## Start Text

# Study visa- refusal-confused



## PAW16 (Dec 21, 2015)

My daughter has been trying to apply for a study visa since the beginning of Feb this year to be in college in April. S.A High commission in Kenya has given her hell for the last two month with things changing once she gets to the counter. After completing her matric here in SA she applies to a public institution and is accepted. She goes home to Kenya to apply for her visa with all documents as requested by the DHA. 
The high commission in Kenya is requesting for a watermark certificate from the public institution. Public TVET institutions are not provided with watermark certificates and that those certificates are issued to private institutions
The college and DHET has tried to explain this to the High Commission in Kenya that this is not required for a public TVET institution but the high commission will not accept phone calls or emails from anyone.
On the DHET website that the institution is indeed registered.

They have completely refused to accept her documents and requested that she applies to private institution. How can this be, who can we turn to for help.


----------



## LegalMan (Dec 26, 2012)

PAW16 said:


> My daughter has been trying to apply for a study visa since the beginning of Feb this year to be in college in April. S.A High commission in Kenya has given her hell for the last two month with things changing once she gets to the counter. After completing her matric here in SA she applies to a public institution and is accepted. She goes home to Kenya to apply for her visa with all documents as requested by the DHA.
> The high commission in Kenya is requesting for a watermark certificate from the public institution. Public TVET institutions are not provided with watermark certificates and that those certificates are issued to private institutions
> The college and DHET has tried to explain this to the High Commission in Kenya that this is not required for a public TVET institution but the high commission will not accept phone calls or emails from anyone.
> On the DHET website that the institution is indeed registered.
> ...


I would turn to someone or some company that can apply on your behalf.


----------



## PAW16 (Dec 21, 2015)

Hello,

I am using a company. And they still don't want to recognise the letter. I am trying to get DHET explain to them, but this is another long process.


----------



## PAW16 (Dec 21, 2015)

## End Text

» Exercises to complete:
A – Translate this sentence from the study visa thread into Spanish: "I would turn to someone or some company that can apply on your behalf."
B – Pick up the study visa thread where it stops and write the rest.
The entries have no connection to the study visa thread.

## Start Record set

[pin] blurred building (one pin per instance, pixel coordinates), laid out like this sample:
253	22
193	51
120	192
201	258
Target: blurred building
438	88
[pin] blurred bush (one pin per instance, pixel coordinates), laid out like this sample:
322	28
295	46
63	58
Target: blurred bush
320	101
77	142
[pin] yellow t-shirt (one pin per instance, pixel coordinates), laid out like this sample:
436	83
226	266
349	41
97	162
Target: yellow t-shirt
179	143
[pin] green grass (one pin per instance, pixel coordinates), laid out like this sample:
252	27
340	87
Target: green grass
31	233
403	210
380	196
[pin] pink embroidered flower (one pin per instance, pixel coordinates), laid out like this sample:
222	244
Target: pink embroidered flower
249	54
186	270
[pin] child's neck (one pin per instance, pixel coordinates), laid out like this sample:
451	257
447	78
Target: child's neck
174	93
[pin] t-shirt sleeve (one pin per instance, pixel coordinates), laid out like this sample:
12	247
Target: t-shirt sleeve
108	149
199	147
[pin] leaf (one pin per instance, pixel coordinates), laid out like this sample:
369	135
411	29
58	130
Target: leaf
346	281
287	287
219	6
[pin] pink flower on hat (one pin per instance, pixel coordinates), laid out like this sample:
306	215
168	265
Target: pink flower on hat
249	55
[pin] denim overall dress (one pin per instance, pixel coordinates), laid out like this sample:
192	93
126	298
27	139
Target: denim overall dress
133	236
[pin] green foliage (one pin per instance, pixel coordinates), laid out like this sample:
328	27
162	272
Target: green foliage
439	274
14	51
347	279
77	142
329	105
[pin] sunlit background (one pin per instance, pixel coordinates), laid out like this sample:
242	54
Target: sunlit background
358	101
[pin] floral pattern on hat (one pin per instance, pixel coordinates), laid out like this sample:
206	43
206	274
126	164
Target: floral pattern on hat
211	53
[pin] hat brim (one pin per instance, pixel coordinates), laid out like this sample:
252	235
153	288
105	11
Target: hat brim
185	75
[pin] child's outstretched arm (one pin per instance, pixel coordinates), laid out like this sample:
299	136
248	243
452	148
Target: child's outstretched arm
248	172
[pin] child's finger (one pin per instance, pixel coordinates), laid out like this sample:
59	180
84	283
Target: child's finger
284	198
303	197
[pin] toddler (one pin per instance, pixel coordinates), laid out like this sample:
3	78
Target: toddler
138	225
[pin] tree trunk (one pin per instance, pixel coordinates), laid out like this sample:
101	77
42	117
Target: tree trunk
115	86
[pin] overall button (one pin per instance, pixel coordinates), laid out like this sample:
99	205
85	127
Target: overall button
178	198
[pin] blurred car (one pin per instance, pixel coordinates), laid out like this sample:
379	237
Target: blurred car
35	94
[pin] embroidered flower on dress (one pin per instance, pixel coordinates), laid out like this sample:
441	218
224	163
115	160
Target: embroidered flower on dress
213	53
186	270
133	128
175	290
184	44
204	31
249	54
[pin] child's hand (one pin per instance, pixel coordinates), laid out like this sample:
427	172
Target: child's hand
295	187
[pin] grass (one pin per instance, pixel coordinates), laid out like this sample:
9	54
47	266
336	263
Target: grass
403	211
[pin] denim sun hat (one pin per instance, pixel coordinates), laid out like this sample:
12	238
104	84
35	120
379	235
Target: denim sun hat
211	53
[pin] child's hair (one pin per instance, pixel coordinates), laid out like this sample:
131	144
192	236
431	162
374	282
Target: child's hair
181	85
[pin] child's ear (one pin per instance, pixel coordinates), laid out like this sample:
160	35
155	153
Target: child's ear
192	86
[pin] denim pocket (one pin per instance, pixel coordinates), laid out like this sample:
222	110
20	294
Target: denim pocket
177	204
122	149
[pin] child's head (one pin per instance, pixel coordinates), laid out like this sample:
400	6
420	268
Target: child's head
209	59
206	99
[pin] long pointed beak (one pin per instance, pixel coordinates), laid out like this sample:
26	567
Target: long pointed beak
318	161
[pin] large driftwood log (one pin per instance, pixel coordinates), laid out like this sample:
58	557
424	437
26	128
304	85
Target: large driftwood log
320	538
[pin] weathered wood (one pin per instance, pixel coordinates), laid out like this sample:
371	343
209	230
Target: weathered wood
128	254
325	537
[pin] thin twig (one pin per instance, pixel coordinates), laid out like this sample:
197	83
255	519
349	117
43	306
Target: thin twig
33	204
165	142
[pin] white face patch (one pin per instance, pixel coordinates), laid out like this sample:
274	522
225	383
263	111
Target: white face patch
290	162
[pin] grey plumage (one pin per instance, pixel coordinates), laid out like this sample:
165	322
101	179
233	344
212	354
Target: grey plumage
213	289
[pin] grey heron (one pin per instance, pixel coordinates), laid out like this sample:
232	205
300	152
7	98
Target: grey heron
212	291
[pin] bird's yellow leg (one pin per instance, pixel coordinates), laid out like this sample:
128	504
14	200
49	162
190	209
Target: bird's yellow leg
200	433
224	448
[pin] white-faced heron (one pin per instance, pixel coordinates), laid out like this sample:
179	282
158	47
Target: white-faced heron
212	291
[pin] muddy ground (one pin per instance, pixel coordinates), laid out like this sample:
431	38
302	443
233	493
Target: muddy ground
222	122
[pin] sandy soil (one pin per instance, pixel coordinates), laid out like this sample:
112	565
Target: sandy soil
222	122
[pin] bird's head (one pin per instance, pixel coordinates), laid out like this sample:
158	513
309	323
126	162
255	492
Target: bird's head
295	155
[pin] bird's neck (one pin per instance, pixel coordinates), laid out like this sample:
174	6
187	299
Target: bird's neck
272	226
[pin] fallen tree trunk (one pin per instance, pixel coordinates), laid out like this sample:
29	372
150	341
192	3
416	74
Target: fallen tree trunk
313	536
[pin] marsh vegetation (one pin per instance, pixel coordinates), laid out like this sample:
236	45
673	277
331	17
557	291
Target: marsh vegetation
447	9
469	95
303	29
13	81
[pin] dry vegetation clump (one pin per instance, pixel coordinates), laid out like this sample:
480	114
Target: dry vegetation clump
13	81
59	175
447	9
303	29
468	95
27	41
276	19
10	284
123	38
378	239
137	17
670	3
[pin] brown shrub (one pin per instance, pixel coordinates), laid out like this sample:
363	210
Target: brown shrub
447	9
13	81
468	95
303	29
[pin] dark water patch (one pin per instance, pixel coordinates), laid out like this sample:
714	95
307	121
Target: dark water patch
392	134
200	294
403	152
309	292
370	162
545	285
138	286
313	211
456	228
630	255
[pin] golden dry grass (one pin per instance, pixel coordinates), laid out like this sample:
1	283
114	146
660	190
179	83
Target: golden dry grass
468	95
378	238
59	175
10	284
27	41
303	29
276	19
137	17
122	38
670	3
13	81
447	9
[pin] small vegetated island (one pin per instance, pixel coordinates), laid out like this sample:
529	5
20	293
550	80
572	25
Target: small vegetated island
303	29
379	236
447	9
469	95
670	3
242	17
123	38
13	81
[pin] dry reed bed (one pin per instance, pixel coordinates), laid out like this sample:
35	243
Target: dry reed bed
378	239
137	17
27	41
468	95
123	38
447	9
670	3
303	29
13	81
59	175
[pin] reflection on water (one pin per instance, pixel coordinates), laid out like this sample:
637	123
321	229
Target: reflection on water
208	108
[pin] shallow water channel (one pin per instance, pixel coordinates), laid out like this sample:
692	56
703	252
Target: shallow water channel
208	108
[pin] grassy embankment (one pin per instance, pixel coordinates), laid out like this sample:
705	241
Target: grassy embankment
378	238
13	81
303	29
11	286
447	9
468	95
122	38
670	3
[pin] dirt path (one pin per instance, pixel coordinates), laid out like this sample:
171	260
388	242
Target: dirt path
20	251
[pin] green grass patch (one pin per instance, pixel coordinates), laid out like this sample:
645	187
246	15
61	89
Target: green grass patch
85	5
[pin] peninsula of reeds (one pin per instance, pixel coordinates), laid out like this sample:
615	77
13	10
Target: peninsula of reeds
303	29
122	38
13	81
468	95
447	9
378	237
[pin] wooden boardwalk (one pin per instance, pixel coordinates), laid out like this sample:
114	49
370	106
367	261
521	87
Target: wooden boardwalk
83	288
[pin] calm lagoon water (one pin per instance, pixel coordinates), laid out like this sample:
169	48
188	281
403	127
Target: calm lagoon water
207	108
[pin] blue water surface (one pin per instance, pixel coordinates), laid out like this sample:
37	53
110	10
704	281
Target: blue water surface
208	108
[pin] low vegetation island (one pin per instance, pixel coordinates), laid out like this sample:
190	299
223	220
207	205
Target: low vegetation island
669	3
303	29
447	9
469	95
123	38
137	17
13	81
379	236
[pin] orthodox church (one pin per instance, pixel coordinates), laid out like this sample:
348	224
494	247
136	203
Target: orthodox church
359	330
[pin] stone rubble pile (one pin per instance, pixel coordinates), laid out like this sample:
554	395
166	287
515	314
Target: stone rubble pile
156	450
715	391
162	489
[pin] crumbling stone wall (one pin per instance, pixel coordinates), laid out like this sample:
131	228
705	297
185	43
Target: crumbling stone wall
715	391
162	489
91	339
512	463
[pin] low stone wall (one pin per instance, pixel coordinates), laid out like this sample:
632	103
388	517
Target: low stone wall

## End Record set

» Answers for the tasks:
A – Yo recurriría a alguien o a alguna empresa que pueda presentar la solicitud en su nombre.

B –
*Study Visa Refusal- Confused*

Hi All,

Can someone advice me on what to do, if the South Africa high commission in Kenya refuses to accept documents for the application of the study visa even after payment, and refuses to acknowledge a letter from the DHET. What do we do, nobody is picking up the phones and replying to emails. This is so frustrating!!


----------



## hopeful1986 (Feb 5, 2014)

hi, have you had any luck? i take it your daughter has already scheduled an appointment with the officers and no luck? would they accept any confirmations of the validity of the school from the department of education perhaps? its such a mess! did you ever work this out eventually? maybe try speak to the consult directly if possible? perhaps your daughter could try this at the embassy?


----------



## PAW16 (Dec 21, 2015)

hopeful1986 said:


> hi, have you had any luck? i take it your daughter has already scheduled an appointment with the officers and no luck? would they accept any confirmations of the validity of the school from the department of education perhaps? its such a mess! did you ever work this out eventually? maybe try speak to the consult directly if possible? perhaps your daughter could try this at the embassy?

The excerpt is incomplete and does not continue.